▶ Document excerpt:

· · · · ·

The Hurt Locker begins with a robot examining a suspect package after the town has been evicted. Uncovering the item, we see that confirms it contains a bomb. However, upon taking back some explosives to deal with it, a wheel comes off the cart and one of the soldiers dealing with it has to go out there and do what the robot can no longer achieve. Alas, a resident still in the area triggers the thing… And for the soldier having to run like hell away from it? Well… find out.

Taking over from him is maverick SFC William James (Jeremy Renner, right), and disarming bombs in the heat of Iraq and Afghanistan is what these guys do. They’re currently in the former place with 38 days left on Bravo Company’s rotation and they soon realise that James would rather walk towards a bomb in a protective suit than send the robot in, which not only unsettles the rest of his team but also completely pisses them off because he’s putting them in danger too, namely, Sergeants Sanborn (Anthony Mackie) and Eldridge (Brian Geraghty), as is very obvious from the poster, below-right, where he unwittingly lifts up several bombs at the same time. They have the option of going to talk to their psych doc, Col. John Cambridge (Christian Camargo), but I can’t see that really solving the problem.

There are several jaw-dropping moments in this film after you see what the EODs (Explosive Ordinance Disposal technicians in the US Army) have to go through as they’re in an impossible situation in a country we never should’ve invaded, and it’s an easy watch to go through, but you soon realise that there’s not a great deal to it, and what there is, is very bitty and brief.

· · · · ·

▶ Work instructions:
1 > Duplicate a passage of the Hurt Locker review, beginning at the words "The Hurt Locker" and stopping after the words "Well… find out.".
2 > According to the Hurt Locker review, how many days remain on Bravo Company's rotation?
3 > Carry the Hurt Locker review further, starting after its final sentence.
The listing that follows is not required for any of this work.

▶ Information shown:
· · · · ·

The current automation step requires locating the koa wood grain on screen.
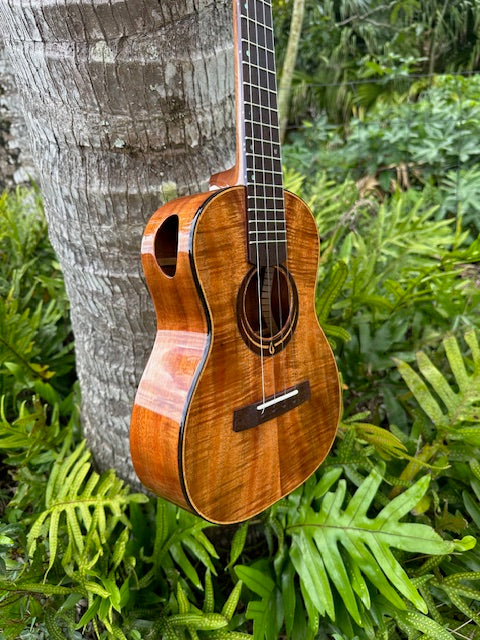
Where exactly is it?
[131,186,340,524]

· · · · ·

▶ Exercise answers:
1 >
The Hurt Locker begins with a robot examining a suspect package after the town has been evicted. Uncovering the item, we see that confirms it contains a bomb. However, upon taking back some explosives to deal with it, a wheel comes off the cart and one of the soldiers dealing with it has to go out there and do what the robot can no longer achieve. Alas, a resident still in the area triggers the thing… And for the soldier having to run like hell away from it? Well… find out.

2 > 38 days remain on Bravo Company's rotation.

3 >
For example, Ralph Fiennes turns up along the way with a team who have captured some of the Iraqis on the playing cards; and usual film baddie David Morse turns up as a nasty bastard who’d rather shoot an injured Iraqi, that they come across, rather than let him be taken away for treatment, a man who would’ve survived had they got him away within 15 minutes. It’s like a fly-on-the-wall as Eldridge and Sanborn get to know their new team leader, James, who also talks about his family life at times, but you just don’t really care about him or his situation.

If I had to give credit for this, it would be for the fact that it features a mostly unknown cast and there’s a lot more movie makers out there who should also take a punt on this as it would save having to see the same old faces turning up in many films and TV shows. For fans of Lost, there’s a blink-and-you’ll-miss-it performance from Evangeline Lilly as James’ wife Connie.

The film is presented in a 1.85:1 anamorphic widescreen ratio and there’s a gritty look to the picture but it’s one that’s intentional and not a defect. For the record, I’m watching on a Panasonic 37″ Plasma screen via a Samsung BD-P1500 Blu-ray player.

The sound is in DTS 5.1 HD Master Audio Lossless, although I only had access to it in DTS 5.1, and as you’d expect there’s gunfire and explosions – although not as much as you’d think, but the atmosphere goes well to create tension at times.

The extras are as follows:

  • Behind the scenes (12:31): Interview snippets with various key cast and crew amongst B-roll footage.

  • Interviews (11:28): Well, snippets of comments, rather than anything particularly insightful. With 17 chapters in this piece, it’s far better-chaptered than the film itself!

  • Backstage (12:55): B-roll footage without interruption.

  • Photo Gallery: Does what it says on the tin.

The menu mixes in a slow piece of music from the film with various slooooooooooooooow explosive moments – very effective. There are English subtitles but the chaptering is ridiculous with only 12 throughout the 131-minute film. Come on, Lionsgate, sort it out!